Se andiamo ad analizzarne le cause scopriamo che in tutte le aziende vi sono due tipologie di costi:

- I costi variabili, che normalmente si comprimono in automatico quando vi è una riduzione dei ricavi dato che il loro ammontare è strettamente dipendente dalle vendite (mentre non si comprimono o si comprimono molto poco se diminuiscono le marginalità delle stesse);

- I costi fissi che invece non si comprimono né in caso diminuiscano i fatturati né in caso diminuiscano i guadagni. Sono appunto costi fissi, altrimenti detti costi di struttura e cioè costi che l’azienda sopporta in virtù della struttura aziendale scelta ed implementata dalla governance. Un esempio di costo fisso importante può essere dato dal costo del personale dipendente. La governance (o nelle PMI spesso l’imprenditore o i soci/amministratori), infatti, a livello teorico, potrebbe scegliere di utilizzare una tipologia di lavoro diversa dall’utilizzo di persone alle proprie dipendenze, ad esempio ricorrendo a manodopera esterna (in appalto). In questo caso, infatti, qualora vi fosse diminuzione del fatturato, il costo del lavoro potrebbe configurarsi, e si configura normalmente, come un costo variabile e quindi anch’esso comprimibile. Il fatto che la governance decida di darsi una struttura con il costo “fisso” dei dipendenti ha motivazioni varie e diverse che tralasceremo in questa sede per esigenze di sintesi.

Molto spesso, poi, ci si chiede come imprese che abbiano realizzato utili negli esercizi precedenti a quello in cui si è verificato il calo del fatturato o delle marginalità, possano entrare in crisi di liquidità in breve tempo.

Che fine hanno fatto quegli utili?

Per le PMI, e in particolar modo per quelle nate da poco, in fondo, non vi è generalmente una distribuzione di dividendi ai soci, proprio per la necessità di continuare a re-investirli in azienda ai fini del consolidamento dell’impresa.

Beh, quegli utili, normalmente, sono “immobilizzati” e lo si capisce guardando a due classi di poste di bilancio:

- nell’ambito dell’Attivo Circolante sotto forma di crediti e rimanenze di magazzino;

- nell’ambito delle Immobilizzazioni, siano esse materiali, immateriali o finanziarie.

__Azione richiesta__
Scrivi il seguito del brano sui costi aziendali e sulla crisi di liquidità delle imprese, riprendendo subito dopo la sua ultima frase.

__Dati di localizzazione con un punto per istanza__

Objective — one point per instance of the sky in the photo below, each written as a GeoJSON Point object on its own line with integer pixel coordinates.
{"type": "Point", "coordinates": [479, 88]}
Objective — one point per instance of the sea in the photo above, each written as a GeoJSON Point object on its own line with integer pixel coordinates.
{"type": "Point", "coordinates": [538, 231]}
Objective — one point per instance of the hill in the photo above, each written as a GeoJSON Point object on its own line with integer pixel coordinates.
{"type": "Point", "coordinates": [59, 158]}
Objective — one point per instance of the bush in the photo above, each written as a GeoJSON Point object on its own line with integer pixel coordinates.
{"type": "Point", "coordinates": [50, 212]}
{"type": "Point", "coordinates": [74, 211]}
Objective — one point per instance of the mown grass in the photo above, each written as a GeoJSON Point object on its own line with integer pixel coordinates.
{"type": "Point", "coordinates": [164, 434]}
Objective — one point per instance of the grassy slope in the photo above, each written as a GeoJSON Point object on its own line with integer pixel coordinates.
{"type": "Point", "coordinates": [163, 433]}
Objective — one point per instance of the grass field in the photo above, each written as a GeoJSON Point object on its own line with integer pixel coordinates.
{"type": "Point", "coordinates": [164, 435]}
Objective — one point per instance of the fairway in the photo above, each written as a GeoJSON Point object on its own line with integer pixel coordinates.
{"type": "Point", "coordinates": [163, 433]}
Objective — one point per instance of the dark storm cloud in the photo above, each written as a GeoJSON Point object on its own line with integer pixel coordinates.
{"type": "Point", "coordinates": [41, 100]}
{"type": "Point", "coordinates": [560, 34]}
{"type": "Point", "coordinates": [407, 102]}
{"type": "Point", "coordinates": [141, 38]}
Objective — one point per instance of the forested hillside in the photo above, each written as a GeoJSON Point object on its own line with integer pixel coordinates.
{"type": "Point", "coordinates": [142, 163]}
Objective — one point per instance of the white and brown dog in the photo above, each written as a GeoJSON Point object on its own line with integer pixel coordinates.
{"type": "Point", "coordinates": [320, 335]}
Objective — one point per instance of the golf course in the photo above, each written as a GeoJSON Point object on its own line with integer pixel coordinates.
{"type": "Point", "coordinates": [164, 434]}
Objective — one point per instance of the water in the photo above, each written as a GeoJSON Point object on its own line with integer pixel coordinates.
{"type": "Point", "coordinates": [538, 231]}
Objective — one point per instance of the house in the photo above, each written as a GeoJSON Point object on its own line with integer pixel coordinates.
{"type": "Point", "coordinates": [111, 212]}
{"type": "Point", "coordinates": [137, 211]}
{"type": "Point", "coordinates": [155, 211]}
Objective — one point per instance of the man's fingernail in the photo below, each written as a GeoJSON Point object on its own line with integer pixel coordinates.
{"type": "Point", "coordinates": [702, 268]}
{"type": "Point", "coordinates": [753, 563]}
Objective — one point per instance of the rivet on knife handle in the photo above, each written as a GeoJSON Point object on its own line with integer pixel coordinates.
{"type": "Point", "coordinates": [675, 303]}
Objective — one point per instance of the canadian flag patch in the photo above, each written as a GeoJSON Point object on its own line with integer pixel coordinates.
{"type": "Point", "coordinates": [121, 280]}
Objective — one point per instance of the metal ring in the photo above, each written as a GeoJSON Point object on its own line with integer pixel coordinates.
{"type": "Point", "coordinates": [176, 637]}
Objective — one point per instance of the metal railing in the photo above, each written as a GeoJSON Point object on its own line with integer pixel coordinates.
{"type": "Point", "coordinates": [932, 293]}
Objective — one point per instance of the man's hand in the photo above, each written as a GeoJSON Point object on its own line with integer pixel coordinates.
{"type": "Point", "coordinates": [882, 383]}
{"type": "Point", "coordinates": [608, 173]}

__Risposta al problema__
Mentre nel secondo caso la governance ha investito tutti o parte degli utili in alcuni asset aziendali che riteneva opportuno possedere perché necessari all’attività aziendale (ad esempio, un certo macchinario o la classica attrezzatura “pesante” quale immobilizzazione materiale, un software di gestione contabile o un programma di disegno tecnico quale immobilizzazione immateriale o un investimento in una nuova start up, o in una parte di capitale sociale di altra azienda quale immobilizzazione finanziaria), nel primo caso gli utili sono investiti in crediti concessi ai clienti (che rappresentano, quindi, mancati incassi nel presente posticipati nel futuro) ed in materiali/merci fermi a magazzino pronti per essere utilizzati nel proprio ciclo di creazione del valore aggiunto.

La criticità sta nel fatto che queste “poste” non siano in grado di trasformarsi in liquidità immediata in caso di bisogno. Se è chiaro che le immobilizzazioni hanno una capacità di trasformarsi in liquidità molto scarsa (lo dice il nome stesso) in quanto l’impresa deve vendere un bene (duraturo) normalmente di elevato valore (ed è per questi motivi che è soggetto ad ammortamento), molto meno lampante è il fatto che:

- una parte più o meno consistente dei crediti possono trasformarsi in crediti deteriorati o peggio in sofferenza, crediti cioè che l’azienda non incasserà più, in parte o in toto, ed a maggior ragione nel caso in cui le aziende da cui derivano i crediti affrontassero delle spirali di difficoltà.

- il magazzino materie/merci difficilmente si trasforma in liquidità dato che, nel momento in cui l’azienda tenta di venderlo per far fronte a crisi di liquidità, si scopre spesso che il suo valore di mercato è nettamente inferiore al suo valore di acquisto (e contabile), magari anche per effetto di un calo della domanda di settore (per cause varie). Ovviamente ciò dipende anche dalla tipologia e dalle quantità dei beni che compongono il magazzino, ma generalmente così capita.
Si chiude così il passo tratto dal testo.